▸ **WORK TO BE COMPLETED**
Give every line of the entries below as a Markdown table with two columns, Row for a running number and Line for the text of that line. Leave out any blank lines.

Entries from a point-annotation set
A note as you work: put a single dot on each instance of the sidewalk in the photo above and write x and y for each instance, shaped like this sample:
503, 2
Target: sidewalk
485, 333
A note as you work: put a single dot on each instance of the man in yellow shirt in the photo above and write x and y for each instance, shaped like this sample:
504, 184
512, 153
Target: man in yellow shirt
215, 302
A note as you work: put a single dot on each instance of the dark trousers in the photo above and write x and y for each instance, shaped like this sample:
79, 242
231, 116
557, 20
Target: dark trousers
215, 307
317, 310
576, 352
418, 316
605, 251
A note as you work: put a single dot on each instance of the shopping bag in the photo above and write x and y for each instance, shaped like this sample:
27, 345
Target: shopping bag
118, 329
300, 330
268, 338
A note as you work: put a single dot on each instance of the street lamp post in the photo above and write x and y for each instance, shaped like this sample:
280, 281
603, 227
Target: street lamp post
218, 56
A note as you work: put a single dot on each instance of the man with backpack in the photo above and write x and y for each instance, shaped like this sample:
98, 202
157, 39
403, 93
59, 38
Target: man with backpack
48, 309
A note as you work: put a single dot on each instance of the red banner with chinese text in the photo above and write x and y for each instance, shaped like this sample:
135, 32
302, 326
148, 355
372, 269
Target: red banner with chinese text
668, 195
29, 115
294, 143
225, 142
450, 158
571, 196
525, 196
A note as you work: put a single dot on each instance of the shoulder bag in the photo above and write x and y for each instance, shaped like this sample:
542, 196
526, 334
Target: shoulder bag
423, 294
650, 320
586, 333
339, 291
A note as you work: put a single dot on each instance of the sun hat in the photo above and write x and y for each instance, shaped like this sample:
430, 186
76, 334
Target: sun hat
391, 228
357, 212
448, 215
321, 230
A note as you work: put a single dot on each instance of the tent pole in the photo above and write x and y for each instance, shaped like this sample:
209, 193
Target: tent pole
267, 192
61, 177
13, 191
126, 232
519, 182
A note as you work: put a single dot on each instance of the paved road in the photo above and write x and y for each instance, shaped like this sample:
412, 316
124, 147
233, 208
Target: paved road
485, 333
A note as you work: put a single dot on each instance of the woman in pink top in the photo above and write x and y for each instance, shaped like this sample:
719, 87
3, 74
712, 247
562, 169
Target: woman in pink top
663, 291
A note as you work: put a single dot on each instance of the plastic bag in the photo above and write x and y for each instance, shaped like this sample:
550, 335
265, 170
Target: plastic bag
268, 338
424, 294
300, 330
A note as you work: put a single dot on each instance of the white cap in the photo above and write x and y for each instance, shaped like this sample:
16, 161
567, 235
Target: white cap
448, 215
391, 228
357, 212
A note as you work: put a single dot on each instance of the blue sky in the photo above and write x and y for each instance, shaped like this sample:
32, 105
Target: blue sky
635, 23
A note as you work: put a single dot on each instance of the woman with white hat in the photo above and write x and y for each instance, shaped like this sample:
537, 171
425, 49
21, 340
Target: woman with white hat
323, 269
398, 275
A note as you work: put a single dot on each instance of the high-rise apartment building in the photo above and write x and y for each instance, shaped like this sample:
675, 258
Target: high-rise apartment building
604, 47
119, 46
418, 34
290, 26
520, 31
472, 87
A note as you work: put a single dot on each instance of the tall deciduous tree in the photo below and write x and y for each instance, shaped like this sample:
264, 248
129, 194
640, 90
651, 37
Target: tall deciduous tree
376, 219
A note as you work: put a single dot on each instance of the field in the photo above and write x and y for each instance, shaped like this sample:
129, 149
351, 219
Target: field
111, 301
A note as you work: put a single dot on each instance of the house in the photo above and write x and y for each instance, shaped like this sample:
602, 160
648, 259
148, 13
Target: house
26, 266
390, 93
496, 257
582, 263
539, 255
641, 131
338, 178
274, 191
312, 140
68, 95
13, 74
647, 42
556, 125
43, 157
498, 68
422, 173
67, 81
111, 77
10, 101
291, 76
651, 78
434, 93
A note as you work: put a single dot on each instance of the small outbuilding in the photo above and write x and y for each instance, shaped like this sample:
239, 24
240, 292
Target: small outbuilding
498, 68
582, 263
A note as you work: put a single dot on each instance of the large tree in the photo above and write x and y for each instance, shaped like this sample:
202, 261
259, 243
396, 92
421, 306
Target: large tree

▸ **SOLUTION**
| Row | Line |
|---|---|
| 1 | A note as you work: put a single dot on each instance of the sidewalk in the photo above and write x and y for each instance, shaped like this sample: |
| 2 | 503, 2 |
| 3 | Target: sidewalk |
| 4 | 485, 333 |
| 5 | A note as you work: put a single dot on each instance of the man in yellow shirt in the photo above and write x and y for each instance, shaped like this sample: |
| 6 | 504, 184 |
| 7 | 512, 153 |
| 8 | Target: man in yellow shirt |
| 9 | 215, 302 |
| 10 | A note as you work: put a single dot on each instance of the dark trousers in the photo above and write x and y for each instance, shaped like this sample: |
| 11 | 79, 242 |
| 12 | 231, 116 |
| 13 | 557, 20 |
| 14 | Target: dark trousers |
| 15 | 215, 307 |
| 16 | 317, 310 |
| 17 | 576, 352 |
| 18 | 418, 316 |
| 19 | 605, 251 |
| 20 | A note as you work: put a single dot on each instance of the shopping bag in the photo above and write x and y for each instance, shaped like this sample: |
| 21 | 27, 345 |
| 22 | Target: shopping bag |
| 23 | 118, 329 |
| 24 | 300, 330 |
| 25 | 268, 338 |
| 26 | A note as you work: put a single dot on each instance of the street lamp post in the photo above and write x and y for each instance, shaped like this sample: |
| 27 | 280, 281 |
| 28 | 603, 227 |
| 29 | Target: street lamp post |
| 30 | 218, 56 |
| 31 | A note as you work: put a single dot on each instance of the man with backpack in the photo above and write x and y for each instance, shaped like this sample: |
| 32 | 98, 202 |
| 33 | 157, 39 |
| 34 | 403, 93 |
| 35 | 59, 38 |
| 36 | Target: man with backpack |
| 37 | 48, 309 |
| 38 | A note as you work: put a single dot on each instance of the red banner with chinese text in the photo above and write x and y for each instance, shaped like this sample: |
| 39 | 135, 32 |
| 40 | 302, 326 |
| 41 | 148, 355 |
| 42 | 372, 269 |
| 43 | Target: red banner with chinese text |
| 44 | 668, 195 |
| 45 | 29, 115 |
| 46 | 294, 143 |
| 47 | 225, 142 |
| 48 | 450, 158 |
| 49 | 571, 196 |
| 50 | 525, 196 |
| 51 | A note as you work: put a single dot on each instance of the shoulder bag in the photo above and write x and y for each instance, shaped like this sample: |
| 52 | 542, 196 |
| 53 | 526, 334 |
| 54 | Target: shoulder bag |
| 55 | 423, 294 |
| 56 | 650, 320 |
| 57 | 586, 333 |
| 58 | 339, 291 |
| 59 | A note as you work: put a single dot on each instance of the sun hat in the photo above and write x and y for each instance, shaped like this sample: |
| 60 | 430, 186 |
| 61 | 76, 334 |
| 62 | Target: sun hat |
| 63 | 391, 228 |
| 64 | 357, 212 |
| 65 | 448, 215 |
| 66 | 321, 230 |
| 67 | A note as you work: put a single dot on each instance of the tent pole in the photo above and write x and y for each instance, shaped like this sample: |
| 68 | 209, 193 |
| 69 | Target: tent pole |
| 70 | 267, 192 |
| 71 | 61, 177 |
| 72 | 13, 191 |
| 73 | 126, 232 |
| 74 | 519, 182 |
| 75 | A note as you work: put a single dot on each instance of the paved road in the photo above and write x and y for each instance, shaped like this sample: |
| 76 | 412, 316 |
| 77 | 124, 147 |
| 78 | 233, 208 |
| 79 | Target: paved road |
| 80 | 485, 333 |
| 81 | A note as you work: put a single dot on each instance of the woman in pink top in the photo above and write x and y for each instance, shaped like this sample: |
| 82 | 719, 87 |
| 83 | 3, 74 |
| 84 | 712, 247 |
| 85 | 562, 169 |
| 86 | Target: woman in pink top |
| 87 | 663, 291 |
| 88 | A note as you work: put a single dot on each instance of the plastic bag in the photo above and write x and y for each instance, shaped like this sample: |
| 89 | 550, 335 |
| 90 | 265, 170 |
| 91 | Target: plastic bag |
| 92 | 268, 338 |
| 93 | 424, 294 |
| 94 | 300, 330 |
| 95 | A note as you work: put a single dot on each instance of the white cap in the photo above and write x and y for each instance, shaped like this sample: |
| 96 | 16, 161 |
| 97 | 567, 235 |
| 98 | Target: white cap |
| 99 | 448, 215 |
| 100 | 391, 228 |
| 101 | 357, 212 |
| 102 | A note as you work: put a single dot on each instance of the blue sky in the photo above and write x and y for each instance, shaped like this sample: |
| 103 | 32, 105 |
| 104 | Target: blue sky |
| 105 | 635, 23 |
| 106 | A note as you work: put a single dot on each instance of the woman with white hat in the photo above and write x and y for each instance, shaped like this sample: |
| 107 | 537, 171 |
| 108 | 425, 49 |
| 109 | 21, 340 |
| 110 | Target: woman with white hat |
| 111 | 323, 269 |
| 112 | 398, 275 |
| 113 | A note as you work: put a single dot on each instance of the high-rise apartment building in the photo above and write x and y for each instance, shaped like this sample: |
| 114 | 675, 258 |
| 115 | Target: high-rise apartment building |
| 116 | 604, 47 |
| 117 | 119, 46 |
| 118 | 418, 34 |
| 119 | 290, 26 |
| 120 | 520, 31 |
| 121 | 472, 87 |
| 122 | A note as you work: put a single dot on each instance of the tall deciduous tree in the photo below and write x and y for each instance, shaped like this sample: |
| 123 | 264, 248 |
| 124 | 129, 194 |
| 125 | 640, 90 |
| 126 | 651, 37 |
| 127 | Target: tall deciduous tree |
| 128 | 376, 219 |
| 129 | A note as you work: put a single dot on each instance of the field in the photo above and write x and y for each instance, shaped like this sample: |
| 130 | 129, 149 |
| 131 | 351, 219 |
| 132 | Target: field |
| 133 | 111, 301 |
| 134 | A note as you work: put a single dot on each instance of the house in the photo above and write x and y for each instance, shaped like this sample: |
| 135 | 602, 160 |
| 136 | 648, 259 |
| 137 | 148, 13 |
| 138 | Target: house |
| 139 | 26, 266 |
| 140 | 390, 93 |
| 141 | 496, 257 |
| 142 | 582, 263 |
| 143 | 539, 255 |
| 144 | 641, 131 |
| 145 | 338, 178 |
| 146 | 274, 191 |
| 147 | 312, 140 |
| 148 | 68, 95 |
| 149 | 13, 74 |
| 150 | 647, 42 |
| 151 | 556, 125 |
| 152 | 43, 157 |
| 153 | 498, 68 |
| 154 | 422, 173 |
| 155 | 67, 81 |
| 156 | 111, 77 |
| 157 | 10, 101 |
| 158 | 291, 76 |
| 159 | 651, 78 |
| 160 | 434, 93 |
| 161 | A note as you work: put a single dot on each instance of the small outbuilding in the photo above and write x and y for each instance, shaped like this sample: |
| 162 | 239, 24 |
| 163 | 240, 292 |
| 164 | Target: small outbuilding |
| 165 | 498, 68 |
| 166 | 582, 263 |
| 167 | A note as you work: put a single dot on each instance of the large tree in the photo above and write x and y for each instance, shaped like this sample: |
| 168 | 202, 261 |
| 169 | 259, 243 |
| 170 | 396, 92 |
| 171 | 421, 306 |
| 172 | Target: large tree |